Please repeat all of the lines that follow, exactly as written.

> _RECORDS TO USE_:
-- -- --
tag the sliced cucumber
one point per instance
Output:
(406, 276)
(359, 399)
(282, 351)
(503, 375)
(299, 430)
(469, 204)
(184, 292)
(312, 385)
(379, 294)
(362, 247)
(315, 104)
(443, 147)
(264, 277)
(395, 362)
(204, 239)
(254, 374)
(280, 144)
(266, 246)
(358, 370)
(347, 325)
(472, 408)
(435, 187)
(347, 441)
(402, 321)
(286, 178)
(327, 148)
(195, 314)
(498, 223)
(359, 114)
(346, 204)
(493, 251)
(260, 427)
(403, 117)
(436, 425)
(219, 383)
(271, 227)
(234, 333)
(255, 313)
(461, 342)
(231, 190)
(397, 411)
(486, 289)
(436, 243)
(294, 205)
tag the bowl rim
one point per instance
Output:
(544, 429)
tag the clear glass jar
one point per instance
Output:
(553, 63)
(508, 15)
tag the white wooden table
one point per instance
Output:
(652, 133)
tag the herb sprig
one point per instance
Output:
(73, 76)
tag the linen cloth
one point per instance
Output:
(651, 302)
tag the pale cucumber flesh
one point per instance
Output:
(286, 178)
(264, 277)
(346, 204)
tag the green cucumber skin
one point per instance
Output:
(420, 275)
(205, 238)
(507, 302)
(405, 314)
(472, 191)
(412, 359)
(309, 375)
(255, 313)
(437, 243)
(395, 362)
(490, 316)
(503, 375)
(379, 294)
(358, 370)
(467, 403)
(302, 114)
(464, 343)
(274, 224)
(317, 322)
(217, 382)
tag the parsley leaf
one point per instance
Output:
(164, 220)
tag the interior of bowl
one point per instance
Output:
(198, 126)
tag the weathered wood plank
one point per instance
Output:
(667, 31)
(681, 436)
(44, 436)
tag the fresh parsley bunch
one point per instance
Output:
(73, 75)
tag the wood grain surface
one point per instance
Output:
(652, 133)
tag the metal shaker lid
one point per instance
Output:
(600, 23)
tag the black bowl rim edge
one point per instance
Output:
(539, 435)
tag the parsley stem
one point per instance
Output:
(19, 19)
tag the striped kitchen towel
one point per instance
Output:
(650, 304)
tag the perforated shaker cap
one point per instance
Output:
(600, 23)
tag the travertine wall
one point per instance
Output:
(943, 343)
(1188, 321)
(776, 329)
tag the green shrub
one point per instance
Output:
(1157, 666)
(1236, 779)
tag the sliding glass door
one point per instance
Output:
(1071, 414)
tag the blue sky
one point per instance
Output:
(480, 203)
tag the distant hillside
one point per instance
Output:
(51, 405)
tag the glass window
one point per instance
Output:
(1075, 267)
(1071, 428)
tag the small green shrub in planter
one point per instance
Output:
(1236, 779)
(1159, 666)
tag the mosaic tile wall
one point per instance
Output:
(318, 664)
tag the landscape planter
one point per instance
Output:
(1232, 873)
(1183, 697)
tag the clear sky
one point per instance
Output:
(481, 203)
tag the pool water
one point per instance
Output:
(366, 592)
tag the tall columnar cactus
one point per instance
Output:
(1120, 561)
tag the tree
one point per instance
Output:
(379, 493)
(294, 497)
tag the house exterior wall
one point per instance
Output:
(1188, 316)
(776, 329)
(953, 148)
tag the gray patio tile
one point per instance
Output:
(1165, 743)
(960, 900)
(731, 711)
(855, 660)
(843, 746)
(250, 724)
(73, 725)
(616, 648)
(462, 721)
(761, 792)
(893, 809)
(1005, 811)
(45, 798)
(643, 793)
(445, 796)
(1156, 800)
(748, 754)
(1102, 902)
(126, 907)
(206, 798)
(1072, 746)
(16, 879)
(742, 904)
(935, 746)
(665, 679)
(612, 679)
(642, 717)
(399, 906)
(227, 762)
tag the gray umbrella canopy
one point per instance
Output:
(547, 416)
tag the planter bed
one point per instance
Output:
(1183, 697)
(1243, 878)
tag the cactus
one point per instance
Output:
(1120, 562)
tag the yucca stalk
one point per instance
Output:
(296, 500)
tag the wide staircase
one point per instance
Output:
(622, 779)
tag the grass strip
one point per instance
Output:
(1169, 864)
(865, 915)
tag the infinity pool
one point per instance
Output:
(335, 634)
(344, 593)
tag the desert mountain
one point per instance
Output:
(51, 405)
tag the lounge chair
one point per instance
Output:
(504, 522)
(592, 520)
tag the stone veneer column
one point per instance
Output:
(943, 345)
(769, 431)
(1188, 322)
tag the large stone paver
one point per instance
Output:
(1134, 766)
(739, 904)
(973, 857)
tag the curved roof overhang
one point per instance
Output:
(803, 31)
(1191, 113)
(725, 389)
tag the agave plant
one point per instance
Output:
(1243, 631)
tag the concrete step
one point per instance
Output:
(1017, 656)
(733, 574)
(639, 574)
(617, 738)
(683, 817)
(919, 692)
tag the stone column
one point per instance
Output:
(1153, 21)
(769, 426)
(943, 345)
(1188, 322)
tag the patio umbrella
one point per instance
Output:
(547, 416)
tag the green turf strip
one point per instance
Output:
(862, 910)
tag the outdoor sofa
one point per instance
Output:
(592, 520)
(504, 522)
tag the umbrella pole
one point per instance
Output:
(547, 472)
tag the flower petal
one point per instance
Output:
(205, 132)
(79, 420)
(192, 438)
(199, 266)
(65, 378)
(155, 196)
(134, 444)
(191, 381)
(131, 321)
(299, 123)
-- -- --
> _WRITTEN ANSWER_:
tag the sliced cucumber
one point per instance
Output:
(406, 276)
(359, 399)
(282, 351)
(503, 375)
(299, 430)
(469, 204)
(184, 292)
(312, 385)
(379, 294)
(362, 247)
(315, 104)
(443, 147)
(264, 277)
(395, 362)
(204, 239)
(254, 374)
(280, 144)
(266, 246)
(358, 370)
(347, 325)
(472, 408)
(435, 187)
(347, 441)
(402, 321)
(286, 178)
(327, 148)
(195, 314)
(498, 223)
(359, 114)
(346, 204)
(493, 251)
(260, 427)
(403, 117)
(436, 425)
(219, 383)
(271, 227)
(234, 333)
(255, 313)
(461, 342)
(231, 190)
(397, 411)
(486, 289)
(436, 243)
(294, 205)
tag the bowl rim
one point per instance
Output:
(544, 429)
tag the clear glass jar
one point per instance
Output:
(553, 63)
(508, 15)
tag the white wooden table
one point per instance
Output:
(652, 133)
tag the herb sprig
one point per instance
Output:
(73, 76)
tag the linen cloth
one point per instance
Output:
(651, 302)
tag the pale cucumber flesh
one point per instance
Output:
(286, 178)
(264, 277)
(346, 204)
tag the green cucumber skin
one point per instance
Output:
(420, 275)
(205, 238)
(507, 302)
(405, 314)
(472, 191)
(412, 359)
(309, 375)
(255, 313)
(437, 243)
(395, 362)
(490, 316)
(503, 375)
(379, 294)
(358, 370)
(467, 403)
(302, 114)
(464, 343)
(274, 224)
(317, 322)
(217, 382)
tag the parsley leaf
one point per instance
Output:
(164, 220)
tag the interior of bowl
one point per instance
Output:
(198, 126)
tag the weathered wood plank
one point per instance
Output:
(667, 31)
(681, 436)
(44, 436)
tag the fresh parsley bunch
one point per instance
Output:
(73, 75)
tag the wood grain surface
one point per instance
Output:
(652, 133)
tag the metal shaker lid
one point per instance
Output:
(600, 23)
tag the black bowl rim edge
one point per instance
Output:
(539, 435)
tag the parsley stem
one point per instance
Output:
(19, 19)
tag the striped kitchen towel
one point per instance
Output:
(650, 304)
tag the perforated shaker cap
one point per instance
Output:
(600, 23)
tag the travertine wall
one point per instance
Output:
(943, 343)
(1188, 321)
(776, 329)
tag the green shrub
one point per instance
Output:
(1157, 666)
(1236, 779)
tag the sliding glass door
one point per instance
Output:
(1071, 414)
tag the blue sky
one point per instance
Output:
(480, 203)
tag the distant hillside
one point per instance
Output:
(51, 405)
tag the glass window
one point per instance
Output:
(1075, 267)
(1071, 428)
tag the small green shrub in planter
one point per instance
Output:
(1236, 779)
(1159, 666)
tag the mosaic tile wall
one point per instance
Output:
(318, 664)
tag the landscape planter
one point per instance
Output:
(1232, 873)
(1183, 697)
tag the clear sky
one point per instance
Output:
(481, 203)
tag the pool water
one point per instance
Output:
(366, 592)
tag the tall columnar cactus
one point per instance
Output:
(1120, 561)
tag the tree
one point per instance
Output:
(379, 493)
(294, 497)
tag the house exterior wall
one point per instance
Output:
(1188, 316)
(776, 329)
(953, 148)
tag the gray patio tile
one point per instance
Output:
(1165, 743)
(960, 900)
(731, 711)
(855, 660)
(843, 746)
(250, 724)
(73, 725)
(616, 648)
(462, 721)
(761, 792)
(893, 809)
(1005, 811)
(45, 798)
(643, 793)
(445, 796)
(1156, 800)
(748, 754)
(1102, 902)
(126, 907)
(206, 798)
(1072, 746)
(16, 879)
(742, 904)
(935, 746)
(665, 679)
(612, 679)
(642, 717)
(399, 906)
(227, 762)
tag the gray umbrella canopy
one point per instance
Output:
(547, 416)
tag the planter bed
one point per instance
Output:
(1183, 697)
(1243, 878)
tag the cactus
one point per instance
Output:
(1120, 562)
tag the yucca stalk
one point per instance
Output:
(296, 500)
tag the wide staircase
one point per instance
Output:
(622, 779)
tag the grass strip
one point per instance
Output:
(1169, 864)
(865, 915)
tag the infinity pool
one point per instance
Output:
(335, 634)
(344, 593)
tag the desert mountain
one point per instance
Output:
(51, 405)
tag the lounge chair
one point per instance
Output:
(504, 522)
(592, 520)
tag the stone veneer column
one point per instance
Output:
(943, 345)
(769, 431)
(1188, 322)
tag the large stone paver
one point per instance
Output:
(1134, 766)
(739, 904)
(973, 857)
tag the curved roof overhang
one point per instance
Output:
(803, 31)
(1191, 113)
(725, 389)
tag the agave plant
one point per instance
Output:
(1243, 631)
tag the concrete step
one point per instance
Output:
(1017, 656)
(733, 574)
(639, 574)
(617, 738)
(683, 817)
(919, 692)
tag the stone column
one point per instance
Output:
(1153, 21)
(769, 426)
(943, 345)
(1188, 322)
tag the patio umbrella
one point per instance
Output:
(547, 416)
tag the green turf strip
one point per instance
Output:
(862, 910)
tag the outdoor sofa
one point per instance
Output:
(592, 520)
(504, 522)
tag the umbrella pole
one point per instance
Output:
(547, 472)
tag the flower petal
one point per instance
Output:
(205, 132)
(79, 420)
(192, 438)
(199, 266)
(65, 378)
(155, 196)
(134, 444)
(191, 381)
(131, 321)
(299, 123)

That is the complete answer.